- **REQUIREMENT**:
Return, word for word, every line starting at the line with "Where can the road" and ending at the final line of the entries; skip the pictures.

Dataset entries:
* * * * * * *

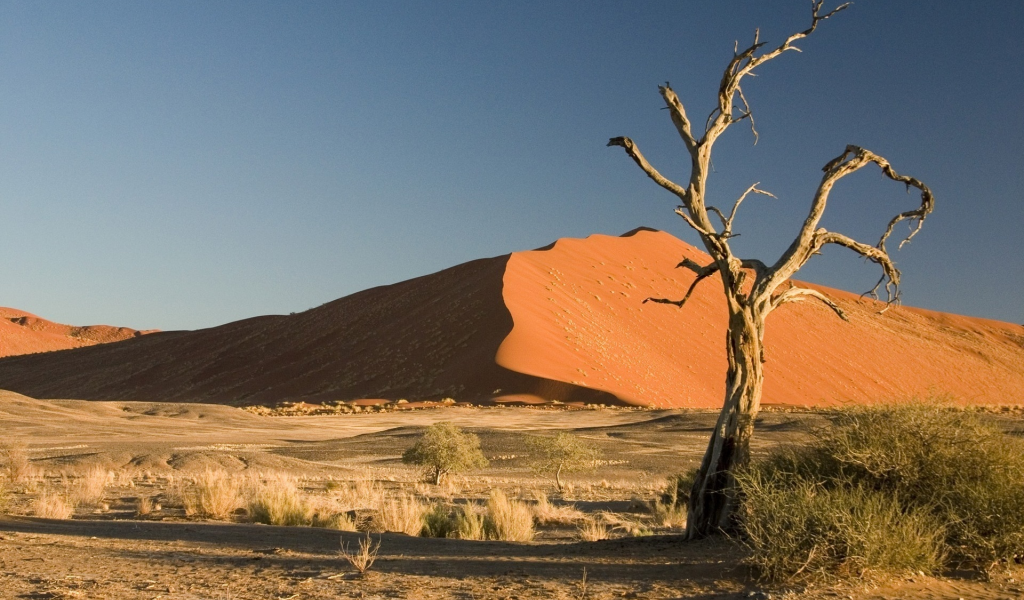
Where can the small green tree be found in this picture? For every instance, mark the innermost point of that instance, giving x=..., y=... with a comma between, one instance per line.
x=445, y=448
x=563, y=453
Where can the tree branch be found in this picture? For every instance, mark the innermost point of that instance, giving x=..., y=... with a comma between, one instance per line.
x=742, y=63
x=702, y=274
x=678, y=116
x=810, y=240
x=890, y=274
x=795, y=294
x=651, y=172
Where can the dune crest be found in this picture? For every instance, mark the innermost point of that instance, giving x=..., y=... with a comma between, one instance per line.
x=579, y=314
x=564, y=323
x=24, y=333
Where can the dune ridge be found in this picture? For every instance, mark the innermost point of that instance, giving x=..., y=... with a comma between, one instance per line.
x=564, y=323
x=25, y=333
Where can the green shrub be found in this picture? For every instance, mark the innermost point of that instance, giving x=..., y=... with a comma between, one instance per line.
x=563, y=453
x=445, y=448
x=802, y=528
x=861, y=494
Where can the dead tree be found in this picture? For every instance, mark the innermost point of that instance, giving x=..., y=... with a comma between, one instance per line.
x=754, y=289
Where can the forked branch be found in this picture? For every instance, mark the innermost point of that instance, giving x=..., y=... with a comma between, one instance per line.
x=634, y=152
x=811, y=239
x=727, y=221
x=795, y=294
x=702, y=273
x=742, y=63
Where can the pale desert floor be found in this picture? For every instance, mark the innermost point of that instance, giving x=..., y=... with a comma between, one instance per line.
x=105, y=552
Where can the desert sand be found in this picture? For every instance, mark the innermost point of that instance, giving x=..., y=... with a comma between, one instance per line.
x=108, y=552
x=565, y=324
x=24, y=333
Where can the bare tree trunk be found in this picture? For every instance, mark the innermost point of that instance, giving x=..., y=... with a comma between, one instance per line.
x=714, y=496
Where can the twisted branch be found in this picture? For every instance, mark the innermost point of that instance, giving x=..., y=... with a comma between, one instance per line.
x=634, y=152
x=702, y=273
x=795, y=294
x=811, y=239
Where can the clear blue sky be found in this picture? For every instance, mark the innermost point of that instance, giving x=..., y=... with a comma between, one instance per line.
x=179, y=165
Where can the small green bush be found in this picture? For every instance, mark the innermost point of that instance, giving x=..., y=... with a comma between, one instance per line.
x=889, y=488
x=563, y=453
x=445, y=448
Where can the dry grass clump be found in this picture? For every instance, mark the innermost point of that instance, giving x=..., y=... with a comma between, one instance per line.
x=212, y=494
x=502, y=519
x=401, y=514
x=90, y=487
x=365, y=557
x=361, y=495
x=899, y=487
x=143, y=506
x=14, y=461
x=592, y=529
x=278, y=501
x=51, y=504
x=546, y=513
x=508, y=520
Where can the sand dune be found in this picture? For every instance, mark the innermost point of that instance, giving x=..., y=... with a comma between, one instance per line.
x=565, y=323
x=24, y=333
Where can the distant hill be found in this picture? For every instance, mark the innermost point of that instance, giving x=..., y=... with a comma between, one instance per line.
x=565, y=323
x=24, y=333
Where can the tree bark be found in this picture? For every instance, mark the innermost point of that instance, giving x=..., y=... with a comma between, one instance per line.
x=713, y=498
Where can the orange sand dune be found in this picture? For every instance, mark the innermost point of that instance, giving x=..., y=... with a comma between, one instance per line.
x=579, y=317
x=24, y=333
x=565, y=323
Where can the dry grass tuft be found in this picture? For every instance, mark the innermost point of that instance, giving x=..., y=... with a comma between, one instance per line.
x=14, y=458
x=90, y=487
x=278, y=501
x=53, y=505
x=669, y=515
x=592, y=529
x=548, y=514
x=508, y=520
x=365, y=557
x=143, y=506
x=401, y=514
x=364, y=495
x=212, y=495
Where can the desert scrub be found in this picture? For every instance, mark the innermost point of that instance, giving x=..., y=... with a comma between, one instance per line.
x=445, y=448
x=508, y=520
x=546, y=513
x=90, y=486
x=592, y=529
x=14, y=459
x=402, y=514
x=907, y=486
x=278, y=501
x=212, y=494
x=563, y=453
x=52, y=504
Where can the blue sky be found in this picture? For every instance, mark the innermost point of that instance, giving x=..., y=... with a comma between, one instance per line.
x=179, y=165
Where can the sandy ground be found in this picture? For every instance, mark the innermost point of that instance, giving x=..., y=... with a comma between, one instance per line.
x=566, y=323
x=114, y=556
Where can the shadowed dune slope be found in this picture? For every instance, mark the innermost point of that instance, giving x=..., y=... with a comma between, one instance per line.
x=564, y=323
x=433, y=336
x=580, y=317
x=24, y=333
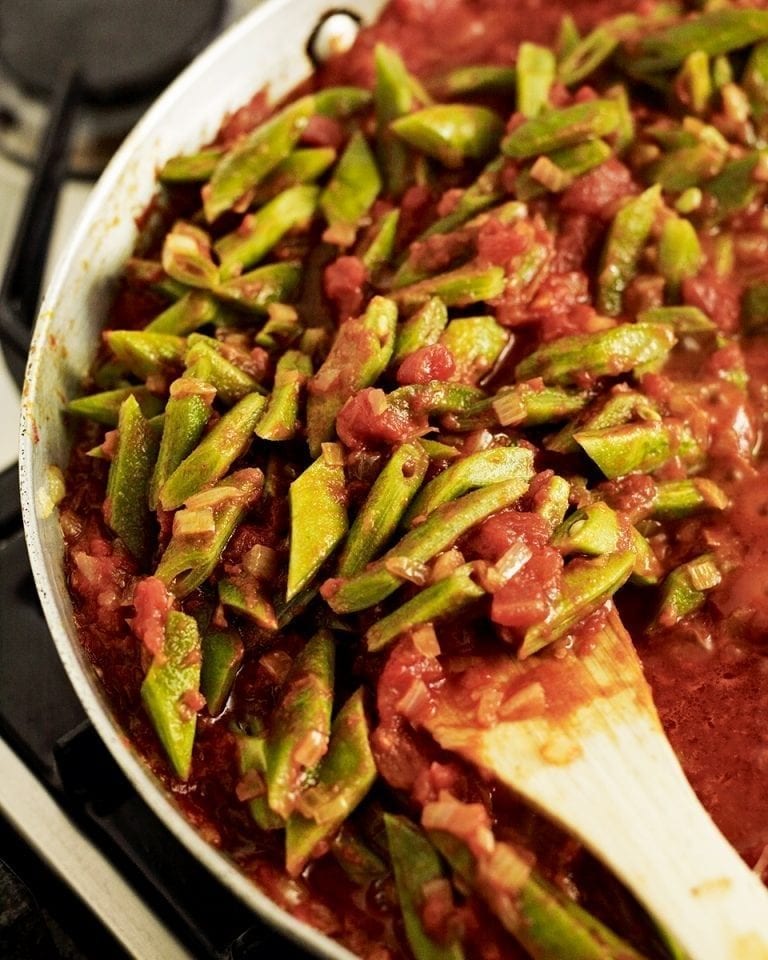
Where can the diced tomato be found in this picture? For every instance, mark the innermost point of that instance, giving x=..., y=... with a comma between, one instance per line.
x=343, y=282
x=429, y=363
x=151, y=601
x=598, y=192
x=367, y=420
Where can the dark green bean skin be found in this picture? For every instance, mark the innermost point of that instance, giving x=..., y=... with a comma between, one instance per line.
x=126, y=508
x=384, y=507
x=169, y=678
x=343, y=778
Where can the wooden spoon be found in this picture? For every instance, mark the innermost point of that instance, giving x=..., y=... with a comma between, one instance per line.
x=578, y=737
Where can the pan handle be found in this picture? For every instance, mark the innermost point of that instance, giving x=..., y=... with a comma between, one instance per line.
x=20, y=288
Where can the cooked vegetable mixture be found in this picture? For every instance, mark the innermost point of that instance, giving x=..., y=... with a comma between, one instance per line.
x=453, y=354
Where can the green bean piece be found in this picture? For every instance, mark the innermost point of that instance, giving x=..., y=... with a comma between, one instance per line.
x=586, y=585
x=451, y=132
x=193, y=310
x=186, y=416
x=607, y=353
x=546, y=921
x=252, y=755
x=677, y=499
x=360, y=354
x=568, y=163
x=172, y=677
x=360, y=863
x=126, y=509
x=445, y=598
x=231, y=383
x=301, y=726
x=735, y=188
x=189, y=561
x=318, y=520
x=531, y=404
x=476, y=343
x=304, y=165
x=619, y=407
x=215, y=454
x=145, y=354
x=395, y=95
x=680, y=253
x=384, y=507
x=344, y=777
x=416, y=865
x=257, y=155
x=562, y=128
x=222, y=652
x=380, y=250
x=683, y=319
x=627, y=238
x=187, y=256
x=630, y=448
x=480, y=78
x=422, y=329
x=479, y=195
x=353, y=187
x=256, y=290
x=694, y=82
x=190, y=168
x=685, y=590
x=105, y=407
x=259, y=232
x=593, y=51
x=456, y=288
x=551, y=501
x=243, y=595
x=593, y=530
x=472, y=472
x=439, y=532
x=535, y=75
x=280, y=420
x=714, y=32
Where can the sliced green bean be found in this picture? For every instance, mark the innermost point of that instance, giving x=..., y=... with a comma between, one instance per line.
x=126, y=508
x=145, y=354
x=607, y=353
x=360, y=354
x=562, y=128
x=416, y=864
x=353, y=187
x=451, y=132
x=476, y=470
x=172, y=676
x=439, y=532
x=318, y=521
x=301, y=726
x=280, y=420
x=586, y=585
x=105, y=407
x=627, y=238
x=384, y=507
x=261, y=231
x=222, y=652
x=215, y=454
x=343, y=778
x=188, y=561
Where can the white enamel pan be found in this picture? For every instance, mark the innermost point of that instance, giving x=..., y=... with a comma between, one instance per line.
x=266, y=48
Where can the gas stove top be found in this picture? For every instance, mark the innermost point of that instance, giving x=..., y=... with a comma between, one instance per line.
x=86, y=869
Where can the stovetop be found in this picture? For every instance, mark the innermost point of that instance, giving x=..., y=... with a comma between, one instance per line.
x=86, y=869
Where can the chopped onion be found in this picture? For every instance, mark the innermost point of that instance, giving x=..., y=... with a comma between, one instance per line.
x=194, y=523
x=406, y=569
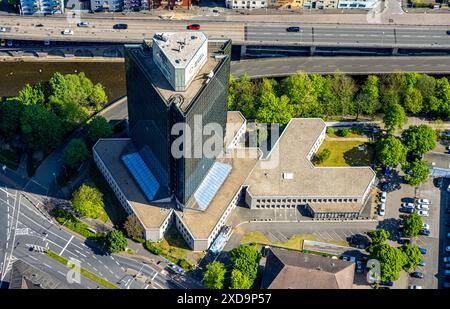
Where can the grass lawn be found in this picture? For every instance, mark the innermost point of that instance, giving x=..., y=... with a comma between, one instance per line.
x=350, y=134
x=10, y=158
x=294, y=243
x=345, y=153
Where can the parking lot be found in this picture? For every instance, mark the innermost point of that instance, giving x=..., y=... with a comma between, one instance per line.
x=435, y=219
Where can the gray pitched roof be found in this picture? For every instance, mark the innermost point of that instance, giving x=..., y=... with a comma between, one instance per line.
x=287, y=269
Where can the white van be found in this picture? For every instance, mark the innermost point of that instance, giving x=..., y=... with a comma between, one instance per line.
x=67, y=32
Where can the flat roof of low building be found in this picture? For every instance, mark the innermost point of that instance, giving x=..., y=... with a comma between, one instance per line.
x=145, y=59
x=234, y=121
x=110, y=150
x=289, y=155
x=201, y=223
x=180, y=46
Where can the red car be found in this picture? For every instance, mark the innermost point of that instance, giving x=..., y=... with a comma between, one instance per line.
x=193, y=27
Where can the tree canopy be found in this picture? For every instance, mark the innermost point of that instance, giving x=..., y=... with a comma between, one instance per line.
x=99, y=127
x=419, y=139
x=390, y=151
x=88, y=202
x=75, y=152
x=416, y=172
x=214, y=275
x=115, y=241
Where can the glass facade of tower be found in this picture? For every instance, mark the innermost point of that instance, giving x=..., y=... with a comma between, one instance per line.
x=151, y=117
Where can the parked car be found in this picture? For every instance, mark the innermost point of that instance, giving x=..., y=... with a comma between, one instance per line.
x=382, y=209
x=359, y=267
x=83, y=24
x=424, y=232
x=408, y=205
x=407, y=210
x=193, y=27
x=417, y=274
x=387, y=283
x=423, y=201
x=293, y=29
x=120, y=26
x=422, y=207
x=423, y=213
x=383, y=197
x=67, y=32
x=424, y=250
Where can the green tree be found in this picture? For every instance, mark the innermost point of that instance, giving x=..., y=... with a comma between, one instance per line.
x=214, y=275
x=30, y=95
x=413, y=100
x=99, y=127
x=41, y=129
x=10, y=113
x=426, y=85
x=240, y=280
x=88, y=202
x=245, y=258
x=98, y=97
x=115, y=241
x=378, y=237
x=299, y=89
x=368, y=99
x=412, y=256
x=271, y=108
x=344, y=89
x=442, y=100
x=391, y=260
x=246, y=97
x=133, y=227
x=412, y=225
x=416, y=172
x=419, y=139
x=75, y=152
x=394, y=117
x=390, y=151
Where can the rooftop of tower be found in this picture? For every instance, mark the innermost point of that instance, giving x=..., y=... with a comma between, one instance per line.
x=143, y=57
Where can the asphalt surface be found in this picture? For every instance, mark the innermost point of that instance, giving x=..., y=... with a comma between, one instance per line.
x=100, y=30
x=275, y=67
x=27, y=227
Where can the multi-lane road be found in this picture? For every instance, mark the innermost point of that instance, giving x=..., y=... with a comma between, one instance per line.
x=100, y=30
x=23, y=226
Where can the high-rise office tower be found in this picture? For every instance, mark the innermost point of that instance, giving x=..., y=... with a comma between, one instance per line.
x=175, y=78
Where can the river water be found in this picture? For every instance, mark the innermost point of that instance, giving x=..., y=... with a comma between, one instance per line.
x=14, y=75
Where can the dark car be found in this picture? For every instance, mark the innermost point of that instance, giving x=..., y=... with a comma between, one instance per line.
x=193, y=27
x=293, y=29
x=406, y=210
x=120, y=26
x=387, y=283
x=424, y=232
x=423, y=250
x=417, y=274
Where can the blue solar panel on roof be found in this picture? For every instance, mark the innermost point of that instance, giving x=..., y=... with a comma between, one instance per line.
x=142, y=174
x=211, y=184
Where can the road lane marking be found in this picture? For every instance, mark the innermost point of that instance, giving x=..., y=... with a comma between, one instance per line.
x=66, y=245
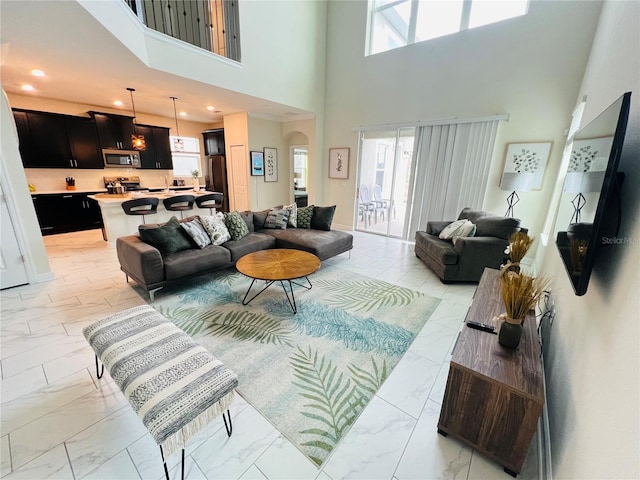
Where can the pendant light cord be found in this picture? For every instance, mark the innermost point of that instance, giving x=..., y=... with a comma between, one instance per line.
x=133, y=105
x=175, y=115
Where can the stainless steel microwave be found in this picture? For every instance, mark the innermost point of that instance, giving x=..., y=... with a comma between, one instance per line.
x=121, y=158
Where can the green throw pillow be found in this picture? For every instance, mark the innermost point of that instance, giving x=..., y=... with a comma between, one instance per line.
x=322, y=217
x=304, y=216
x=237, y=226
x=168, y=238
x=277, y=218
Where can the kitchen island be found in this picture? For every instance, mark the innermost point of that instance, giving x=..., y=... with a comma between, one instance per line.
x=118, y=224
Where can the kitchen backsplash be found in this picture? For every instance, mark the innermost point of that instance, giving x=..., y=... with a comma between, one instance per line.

* * * * * * *

- **ANSWER AREA**:
Where can the road lane marking be found in this picture? For every instance, mark the innermost point of that instance, giving x=..., y=... with a comma between, one instance per line.
x=66, y=245
Where can the pendant light cord be found in this picture? For every instance, mark the innermost point of that instance, giving x=..., y=... with a comma between, one instance per line.
x=133, y=105
x=175, y=115
Where can the stainless steel microwave be found in this picture? For every instance, mark the innermost point of that instance, giving x=..., y=... with a comma between, one instance per line.
x=121, y=158
Where can the green throw pillow be found in this picture? For every instance, mark the innermost point of that instance, giving x=..., y=... with a comma between, one instance per line.
x=322, y=217
x=304, y=216
x=237, y=226
x=168, y=238
x=277, y=218
Where can the kitchen island be found in this picture? For every instance, mark the innermost point of that instance, giving x=..., y=... with a comma between, one instance per line.
x=118, y=224
Where can the kitchen backsplash be found in this picture? For every instance, mark the innermost point of that instance, giving x=..., y=... with a comma between, one instance per line.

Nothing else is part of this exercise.